:: EXERCISE ::
Find every line in the records below that contains the string "cover", matching case exactly, and copy each of those lines in full.

:: DATA LINES ::
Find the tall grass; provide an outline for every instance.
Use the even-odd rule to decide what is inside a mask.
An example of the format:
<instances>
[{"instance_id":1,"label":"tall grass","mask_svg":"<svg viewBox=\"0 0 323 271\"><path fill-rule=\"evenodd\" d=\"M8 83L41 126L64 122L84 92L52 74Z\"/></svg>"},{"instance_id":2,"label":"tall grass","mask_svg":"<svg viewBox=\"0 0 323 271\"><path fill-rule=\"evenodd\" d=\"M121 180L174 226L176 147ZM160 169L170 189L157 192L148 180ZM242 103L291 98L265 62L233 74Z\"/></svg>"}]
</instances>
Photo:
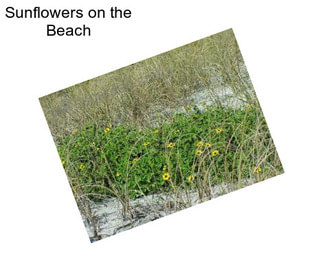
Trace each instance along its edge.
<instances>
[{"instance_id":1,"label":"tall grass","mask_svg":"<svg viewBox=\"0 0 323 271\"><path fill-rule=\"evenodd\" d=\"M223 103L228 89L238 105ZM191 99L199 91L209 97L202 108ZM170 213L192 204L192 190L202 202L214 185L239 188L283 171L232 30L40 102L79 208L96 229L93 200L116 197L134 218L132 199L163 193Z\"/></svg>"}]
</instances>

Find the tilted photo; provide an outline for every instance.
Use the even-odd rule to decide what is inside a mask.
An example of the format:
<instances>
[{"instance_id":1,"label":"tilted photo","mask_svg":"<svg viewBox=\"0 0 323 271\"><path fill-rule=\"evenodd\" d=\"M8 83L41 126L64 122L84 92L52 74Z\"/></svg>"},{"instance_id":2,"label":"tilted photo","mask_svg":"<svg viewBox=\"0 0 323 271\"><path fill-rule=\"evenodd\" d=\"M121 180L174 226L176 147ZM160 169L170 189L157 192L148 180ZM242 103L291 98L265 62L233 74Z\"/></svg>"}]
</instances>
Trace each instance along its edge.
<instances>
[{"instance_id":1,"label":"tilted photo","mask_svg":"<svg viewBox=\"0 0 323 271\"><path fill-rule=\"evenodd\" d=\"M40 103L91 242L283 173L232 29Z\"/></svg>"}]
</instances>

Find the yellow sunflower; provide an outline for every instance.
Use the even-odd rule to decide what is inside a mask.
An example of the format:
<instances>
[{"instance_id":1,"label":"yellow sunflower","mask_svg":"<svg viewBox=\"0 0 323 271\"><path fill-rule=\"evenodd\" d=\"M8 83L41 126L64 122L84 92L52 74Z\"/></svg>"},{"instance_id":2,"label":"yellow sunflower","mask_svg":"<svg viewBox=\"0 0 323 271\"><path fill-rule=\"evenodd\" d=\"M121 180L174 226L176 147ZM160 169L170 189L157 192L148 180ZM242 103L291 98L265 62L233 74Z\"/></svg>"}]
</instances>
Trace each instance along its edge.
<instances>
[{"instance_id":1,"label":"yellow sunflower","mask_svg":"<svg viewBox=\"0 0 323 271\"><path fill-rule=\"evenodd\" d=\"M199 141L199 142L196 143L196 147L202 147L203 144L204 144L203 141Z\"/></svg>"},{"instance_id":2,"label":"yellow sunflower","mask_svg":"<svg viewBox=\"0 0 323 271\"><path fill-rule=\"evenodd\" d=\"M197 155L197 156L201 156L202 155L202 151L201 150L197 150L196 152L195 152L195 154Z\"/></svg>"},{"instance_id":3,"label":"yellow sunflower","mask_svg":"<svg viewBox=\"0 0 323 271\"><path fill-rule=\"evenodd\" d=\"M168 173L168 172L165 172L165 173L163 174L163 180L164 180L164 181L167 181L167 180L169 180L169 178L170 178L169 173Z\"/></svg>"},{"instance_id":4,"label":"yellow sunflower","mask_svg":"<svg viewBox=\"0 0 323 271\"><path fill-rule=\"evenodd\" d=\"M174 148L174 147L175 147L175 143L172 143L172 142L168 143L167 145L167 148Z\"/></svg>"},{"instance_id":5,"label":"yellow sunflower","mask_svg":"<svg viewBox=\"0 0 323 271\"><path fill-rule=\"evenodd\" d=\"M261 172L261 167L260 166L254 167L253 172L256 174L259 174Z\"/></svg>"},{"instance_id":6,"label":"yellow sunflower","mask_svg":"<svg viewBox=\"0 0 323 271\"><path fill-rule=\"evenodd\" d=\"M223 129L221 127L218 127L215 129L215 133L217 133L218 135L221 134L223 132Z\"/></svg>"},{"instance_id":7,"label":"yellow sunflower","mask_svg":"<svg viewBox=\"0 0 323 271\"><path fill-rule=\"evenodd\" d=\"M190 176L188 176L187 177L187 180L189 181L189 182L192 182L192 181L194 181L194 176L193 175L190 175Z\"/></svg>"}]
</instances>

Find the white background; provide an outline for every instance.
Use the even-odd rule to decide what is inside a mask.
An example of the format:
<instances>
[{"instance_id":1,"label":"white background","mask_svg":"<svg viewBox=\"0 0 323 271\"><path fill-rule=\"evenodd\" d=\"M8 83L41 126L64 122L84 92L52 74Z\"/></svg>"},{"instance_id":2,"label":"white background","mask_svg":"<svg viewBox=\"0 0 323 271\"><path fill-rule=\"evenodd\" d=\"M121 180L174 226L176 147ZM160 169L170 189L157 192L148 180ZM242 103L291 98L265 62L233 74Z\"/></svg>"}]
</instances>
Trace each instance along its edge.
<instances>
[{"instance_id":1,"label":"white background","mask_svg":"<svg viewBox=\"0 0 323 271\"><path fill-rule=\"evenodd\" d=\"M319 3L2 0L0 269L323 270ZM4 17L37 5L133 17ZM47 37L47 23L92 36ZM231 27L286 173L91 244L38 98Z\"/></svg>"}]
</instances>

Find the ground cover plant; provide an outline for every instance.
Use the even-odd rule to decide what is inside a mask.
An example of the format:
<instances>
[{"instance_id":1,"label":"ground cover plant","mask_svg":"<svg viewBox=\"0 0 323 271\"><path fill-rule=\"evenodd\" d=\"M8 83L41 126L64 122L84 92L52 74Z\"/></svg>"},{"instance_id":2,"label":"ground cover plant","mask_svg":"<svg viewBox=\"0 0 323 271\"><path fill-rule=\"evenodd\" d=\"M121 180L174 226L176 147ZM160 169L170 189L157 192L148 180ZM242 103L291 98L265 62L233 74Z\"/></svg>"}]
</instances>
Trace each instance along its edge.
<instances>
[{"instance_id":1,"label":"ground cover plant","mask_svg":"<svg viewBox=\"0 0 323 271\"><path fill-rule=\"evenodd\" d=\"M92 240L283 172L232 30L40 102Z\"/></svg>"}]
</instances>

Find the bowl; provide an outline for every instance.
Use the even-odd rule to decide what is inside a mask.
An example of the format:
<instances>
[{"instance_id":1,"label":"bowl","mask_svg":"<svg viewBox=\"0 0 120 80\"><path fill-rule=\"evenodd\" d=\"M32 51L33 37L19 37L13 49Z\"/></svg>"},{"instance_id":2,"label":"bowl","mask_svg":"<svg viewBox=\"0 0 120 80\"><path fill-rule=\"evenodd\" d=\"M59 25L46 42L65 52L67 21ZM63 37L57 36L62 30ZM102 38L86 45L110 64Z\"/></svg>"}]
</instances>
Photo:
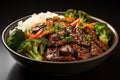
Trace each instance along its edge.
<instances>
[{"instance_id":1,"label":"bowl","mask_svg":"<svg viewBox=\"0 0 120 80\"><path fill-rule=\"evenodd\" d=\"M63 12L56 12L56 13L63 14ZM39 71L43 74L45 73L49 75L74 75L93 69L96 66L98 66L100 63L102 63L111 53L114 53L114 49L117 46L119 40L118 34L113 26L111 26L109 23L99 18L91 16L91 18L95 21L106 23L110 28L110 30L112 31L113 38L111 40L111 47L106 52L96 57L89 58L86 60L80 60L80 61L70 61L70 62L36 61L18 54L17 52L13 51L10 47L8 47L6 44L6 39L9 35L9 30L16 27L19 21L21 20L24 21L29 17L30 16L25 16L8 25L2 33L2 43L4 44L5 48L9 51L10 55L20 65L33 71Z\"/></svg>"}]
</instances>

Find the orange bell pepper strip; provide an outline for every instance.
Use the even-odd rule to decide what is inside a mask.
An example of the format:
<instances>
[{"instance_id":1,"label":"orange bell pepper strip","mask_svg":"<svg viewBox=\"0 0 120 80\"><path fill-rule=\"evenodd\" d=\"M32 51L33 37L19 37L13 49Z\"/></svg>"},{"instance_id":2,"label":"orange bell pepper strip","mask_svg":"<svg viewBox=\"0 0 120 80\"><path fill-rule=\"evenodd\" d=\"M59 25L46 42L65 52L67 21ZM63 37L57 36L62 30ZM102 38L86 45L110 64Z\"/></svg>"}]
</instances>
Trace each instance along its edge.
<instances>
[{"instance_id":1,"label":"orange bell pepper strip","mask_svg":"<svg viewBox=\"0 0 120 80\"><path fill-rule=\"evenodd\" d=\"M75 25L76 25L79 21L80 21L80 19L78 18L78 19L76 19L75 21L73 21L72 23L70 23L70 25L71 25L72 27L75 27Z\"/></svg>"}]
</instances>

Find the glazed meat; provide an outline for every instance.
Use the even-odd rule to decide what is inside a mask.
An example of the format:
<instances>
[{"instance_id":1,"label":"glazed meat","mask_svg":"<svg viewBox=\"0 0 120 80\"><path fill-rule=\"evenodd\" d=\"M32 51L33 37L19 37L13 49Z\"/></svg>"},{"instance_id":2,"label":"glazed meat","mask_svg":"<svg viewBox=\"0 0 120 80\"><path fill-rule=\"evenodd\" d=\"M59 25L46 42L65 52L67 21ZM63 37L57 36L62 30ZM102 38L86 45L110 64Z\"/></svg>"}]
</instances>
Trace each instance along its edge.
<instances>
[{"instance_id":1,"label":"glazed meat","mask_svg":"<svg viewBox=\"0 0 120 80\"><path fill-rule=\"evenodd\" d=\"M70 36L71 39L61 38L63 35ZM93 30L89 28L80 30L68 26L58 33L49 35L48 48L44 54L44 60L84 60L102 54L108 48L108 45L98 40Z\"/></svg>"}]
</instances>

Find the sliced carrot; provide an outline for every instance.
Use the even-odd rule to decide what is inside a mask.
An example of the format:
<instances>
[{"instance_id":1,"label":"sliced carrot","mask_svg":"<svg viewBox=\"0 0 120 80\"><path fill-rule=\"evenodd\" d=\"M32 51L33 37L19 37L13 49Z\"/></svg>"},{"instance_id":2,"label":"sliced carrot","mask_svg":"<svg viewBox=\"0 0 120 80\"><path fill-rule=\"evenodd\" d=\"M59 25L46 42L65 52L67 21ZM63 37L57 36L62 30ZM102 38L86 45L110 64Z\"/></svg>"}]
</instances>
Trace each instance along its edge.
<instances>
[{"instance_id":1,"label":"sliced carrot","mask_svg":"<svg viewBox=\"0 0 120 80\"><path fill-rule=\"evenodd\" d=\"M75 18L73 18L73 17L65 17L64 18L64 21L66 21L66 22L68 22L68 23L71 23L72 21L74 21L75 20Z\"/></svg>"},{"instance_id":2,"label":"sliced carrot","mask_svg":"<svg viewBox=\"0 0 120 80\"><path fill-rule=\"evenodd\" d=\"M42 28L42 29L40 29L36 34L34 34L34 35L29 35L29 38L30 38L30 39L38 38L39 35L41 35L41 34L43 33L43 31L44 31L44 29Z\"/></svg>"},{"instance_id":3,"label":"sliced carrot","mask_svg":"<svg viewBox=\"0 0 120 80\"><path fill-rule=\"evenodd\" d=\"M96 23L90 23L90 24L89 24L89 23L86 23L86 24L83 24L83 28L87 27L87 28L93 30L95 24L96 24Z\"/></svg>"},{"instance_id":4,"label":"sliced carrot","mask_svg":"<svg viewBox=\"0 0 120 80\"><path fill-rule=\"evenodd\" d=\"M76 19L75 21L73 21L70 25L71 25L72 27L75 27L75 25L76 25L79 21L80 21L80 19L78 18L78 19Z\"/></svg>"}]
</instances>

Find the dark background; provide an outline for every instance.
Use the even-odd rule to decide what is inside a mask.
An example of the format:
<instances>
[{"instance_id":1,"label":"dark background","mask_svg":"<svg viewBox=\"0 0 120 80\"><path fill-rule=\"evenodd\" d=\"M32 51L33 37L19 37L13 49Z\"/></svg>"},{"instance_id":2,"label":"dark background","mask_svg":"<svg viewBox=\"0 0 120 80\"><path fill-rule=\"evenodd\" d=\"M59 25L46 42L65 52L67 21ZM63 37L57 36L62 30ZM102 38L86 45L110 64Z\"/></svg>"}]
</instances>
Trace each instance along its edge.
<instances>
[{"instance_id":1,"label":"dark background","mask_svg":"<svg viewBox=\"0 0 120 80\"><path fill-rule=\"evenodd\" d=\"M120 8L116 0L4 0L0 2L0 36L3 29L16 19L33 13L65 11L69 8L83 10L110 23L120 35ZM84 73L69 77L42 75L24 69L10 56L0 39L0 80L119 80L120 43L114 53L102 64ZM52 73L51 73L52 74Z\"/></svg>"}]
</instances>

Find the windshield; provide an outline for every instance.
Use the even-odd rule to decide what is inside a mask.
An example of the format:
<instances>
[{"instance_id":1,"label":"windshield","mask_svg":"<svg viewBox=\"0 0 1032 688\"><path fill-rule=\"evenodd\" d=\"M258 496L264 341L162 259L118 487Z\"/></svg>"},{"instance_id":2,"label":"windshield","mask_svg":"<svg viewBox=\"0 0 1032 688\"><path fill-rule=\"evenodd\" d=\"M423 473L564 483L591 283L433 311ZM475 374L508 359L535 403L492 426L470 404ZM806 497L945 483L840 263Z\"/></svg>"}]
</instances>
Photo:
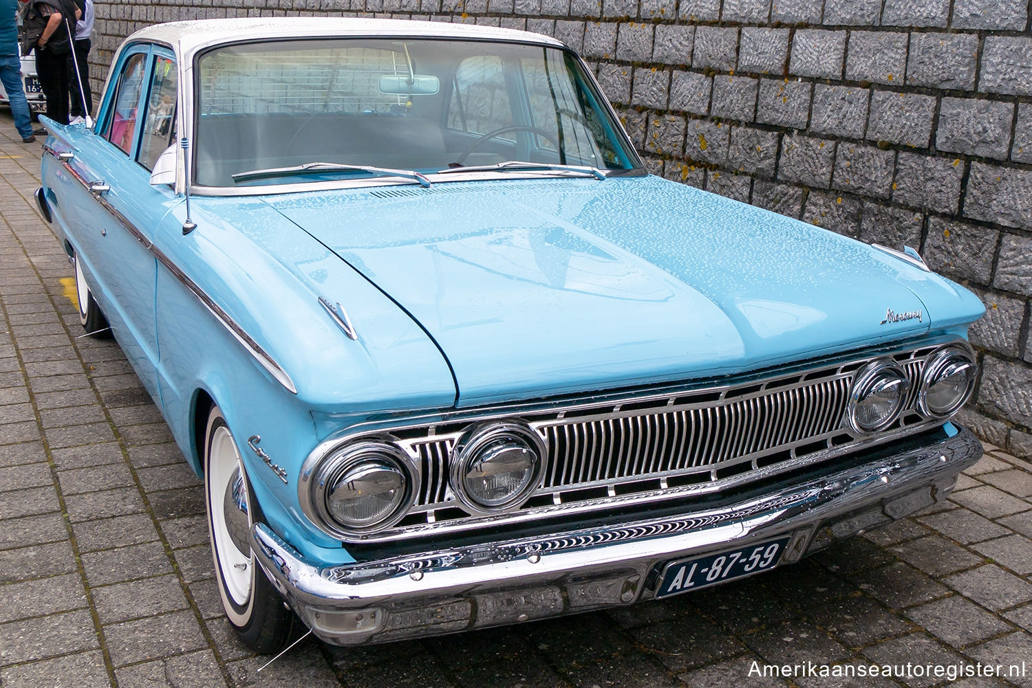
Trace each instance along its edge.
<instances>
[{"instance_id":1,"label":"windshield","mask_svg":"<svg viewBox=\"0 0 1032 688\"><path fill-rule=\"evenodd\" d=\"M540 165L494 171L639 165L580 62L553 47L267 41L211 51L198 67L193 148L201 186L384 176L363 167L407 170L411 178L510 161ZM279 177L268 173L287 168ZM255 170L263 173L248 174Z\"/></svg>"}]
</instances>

:: EXERCISE RESPONSE ::
Find the ground cover plant; provide an outline for every instance.
[{"instance_id":1,"label":"ground cover plant","mask_svg":"<svg viewBox=\"0 0 323 271\"><path fill-rule=\"evenodd\" d=\"M8 83L41 126L64 122L84 92L52 74Z\"/></svg>"},{"instance_id":2,"label":"ground cover plant","mask_svg":"<svg viewBox=\"0 0 323 271\"><path fill-rule=\"evenodd\" d=\"M121 180L174 226L176 147ZM160 169L170 189L157 192L148 180ZM242 103L291 98L265 62L233 74Z\"/></svg>"}]
[{"instance_id":1,"label":"ground cover plant","mask_svg":"<svg viewBox=\"0 0 323 271\"><path fill-rule=\"evenodd\" d=\"M92 240L283 172L232 30L40 102Z\"/></svg>"}]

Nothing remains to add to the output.